Respective passage resistance values of the first connecting groove 41, the second connecting groove 42, the third connecting groove 43, and the fourth connecting groove 44 formed in the side plate 30, meanwhile, are set to be substantially equal. The passage resistance values of the first connecting groove 41, the second connecting groove 42, the third connecting groove 43, and the fourth connecting groove 44 are not limited thereto, however, and may be set similarly to a magnitude relationship between passage resistance values of the first connecting groove 61, the second connecting groove 62, the third connecting groove 63, and the fourth connecting groove 64 formed in the pump cover 50, as will be described below. Likewise in this case, the pressure in the first suction side back pressure groove 55 can be increased earlier using the pump operation for pushing out the working oil by pressing the respective vanes 3 in the first discharge region or the second discharge region into the slits 5 such that the respective back pressure chambers 6 decrease in volume. As a result, the vanes 3 that have retreated into the slits 5 can be caused to project quickly.

In this invention, the passage sectional area of at least one of the first connecting groove 61 and the fourth connecting groove 64, which communicate with respective ends of the first suction side back pressure groove 55 positioned in the first suction region that is located above a horizontal line H passing through a rotary center of the rotor 2 such that the vanes 3 therein are likely to retreat into the slits 5 due to gravity when the vane pump 1 is stopped, is set to be larger than the passage sectional area of at least one of the second connecting groove 62 and the third connecting groove 63, which are located below the horizontal line H and do not communicate with the first suction side back pressure groove 55.

● Stated problem 1
According to the vane pump passage, how are the passage resistance values of the first through fourth connecting grooves in the side plate 30 set?
● Stated problem 2
Carry the vane pump passage forward from its final sentence.
The lines have no connection to the vane pump passage.

● Information provided
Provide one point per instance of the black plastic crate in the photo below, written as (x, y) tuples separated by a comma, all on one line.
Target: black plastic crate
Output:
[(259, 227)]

● Response 1
They are set to be substantially equal.

● Response 2
Further, the passage sectional areas of the first connecting groove 61 and the fourth connecting groove 64 may be set to be larger than the passage sectional areas of the second connecting groove 62 and the third connecting groove 63. In this case, the passage sectional areas of the first connecting groove 61 and the fourth connecting groove 64 are set to be substantially equal, and the passage sectional areas of the second connecting groove 62 and the third connecting groove 63 are set to be substantially equal.

Hence, when the vane pump 1 is activated, working oil from the first discharge side back pressure groove 56 or the second discharge side back pressure groove 58, which is increased in pressure as the vanes 3 in the first and second discharge regions are pressed into the slits 5 while following the cam surface 4a, is encouraged to flow into the first suction side back pressure groove 55 through the first connecting groove 61 or the fourth connecting groove 64 having a comparatively large passage sectional area.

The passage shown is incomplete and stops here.